MME coloca expansão do mercado livre em consulta pública
Maurício Corrêa, de Brasília —
Foi necessário esperar quase que uma eternidade e inclusive destituir a chefe de um Governo que era claramente inimigo dos mercados. Mas finalmente parece ter chegado a hora da verdade para o mercado livre de energia elétrica, com a colocação em processo de consulta pública, nesta quarta-feira, 05 de outubro, pelo Ministério de Minas e Energia, de uma nota técnica contendo amplo questionário com muitas perguntas referentes à expansão do ML.
“É de suma importância discutir medidas capazes de garantir que o mercado livre funcione de forma eficiente, não
artificial. Por isso, é relevante determinar o conjunto de condições necessárias para sua expansão, as quais devem estar alinhadas aos princípios da transparência, isonomia, livre iniciativa e da livre concorrência. Nesse processo, por exemplo, é preciso identificar e reconhecer as imperfeições existentes no funcionamento atual do mercado livre, tais como aquelas causadas por descontos tarifários (subsídios) e reservas de mercado”, diz a nota técnica do MME.

• **Linhas extraídas**
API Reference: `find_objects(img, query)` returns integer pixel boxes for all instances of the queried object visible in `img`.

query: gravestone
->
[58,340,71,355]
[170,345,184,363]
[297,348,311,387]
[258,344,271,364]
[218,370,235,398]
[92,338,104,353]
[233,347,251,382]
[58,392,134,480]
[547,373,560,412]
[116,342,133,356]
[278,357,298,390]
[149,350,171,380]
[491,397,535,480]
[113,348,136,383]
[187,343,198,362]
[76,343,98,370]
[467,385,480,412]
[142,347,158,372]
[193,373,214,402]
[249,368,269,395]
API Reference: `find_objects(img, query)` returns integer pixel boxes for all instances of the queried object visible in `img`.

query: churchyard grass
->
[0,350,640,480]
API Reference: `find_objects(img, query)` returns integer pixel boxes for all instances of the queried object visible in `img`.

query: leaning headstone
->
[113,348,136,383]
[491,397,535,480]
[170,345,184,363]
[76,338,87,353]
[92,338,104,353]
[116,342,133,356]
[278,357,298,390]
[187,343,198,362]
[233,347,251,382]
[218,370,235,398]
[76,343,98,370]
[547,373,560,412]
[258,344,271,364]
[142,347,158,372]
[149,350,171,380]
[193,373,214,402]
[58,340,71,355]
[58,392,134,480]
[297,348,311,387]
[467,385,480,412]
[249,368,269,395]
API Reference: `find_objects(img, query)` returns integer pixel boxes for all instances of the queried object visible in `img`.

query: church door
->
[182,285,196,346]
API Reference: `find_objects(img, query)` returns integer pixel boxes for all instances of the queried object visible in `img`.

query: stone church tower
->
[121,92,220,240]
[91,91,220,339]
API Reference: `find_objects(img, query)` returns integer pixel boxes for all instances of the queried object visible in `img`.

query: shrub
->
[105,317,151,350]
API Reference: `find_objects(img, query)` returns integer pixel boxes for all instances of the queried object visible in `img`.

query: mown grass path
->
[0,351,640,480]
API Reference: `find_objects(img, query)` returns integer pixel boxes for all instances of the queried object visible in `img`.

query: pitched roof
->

• **Tarefas propostas**
1. Liste os princípios com os quais, segundo a notícia sobre o mercado livre, as condições para a expansão devem estar alinhadas.
2. Reescreva o trecho da notícia sobre o mercado livre que vai de "MME coloca expansão" a "expansão do ML.", substituindo "consulta pública" por "audiência pública".
3. Escreva a continuação da notícia sobre a expansão do mercado livre de energia a partir do ponto em que ela termina.
As linhas foram tiradas de outra fonte.

• **Resultados do exercício**
1. Transparência, isonomia, livre iniciativa e livre concorrência.

2.
MME coloca expansão do mercado livre em audiência pública
Maurício Corrêa, de Brasília —
Foi necessário esperar quase que uma eternidade e inclusive destituir a chefe de um Governo que era claramente inimigo dos mercados. Mas finalmente parece ter chegado a hora da verdade para o mercado livre de energia elétrica, com a colocação em processo de audiência pública, nesta quarta-feira, 05 de outubro, pelo Ministério de Minas e Energia, de uma nota técnica contendo amplo questionário com muitas perguntas referentes à expansão do ML.

3.
O prazo da consulta pública vai até o dia 02 de novembro e, nesse período, o MME quer saber o que a sociedade pensa a respeito dos benefícios gerados pelo ML bem como pelos riscos que ele envolve. Para o Governo, é fundamental que a eventual expansão do ML ocorra de forma sustentável. A nota técnica lembrou que o ML “tem sido apontado como meio de reduzir os gastos dos consumidores com energia elétrica. Em virtude disso, aumentou o interesse declarado da sociedade em escolher o vendedor com o qual firmará contrato de fornecimento de energia
elétrica, possibilidade que tem sido denominada informalmente, de forma imprecisa, por portabilidade da conta de luz”.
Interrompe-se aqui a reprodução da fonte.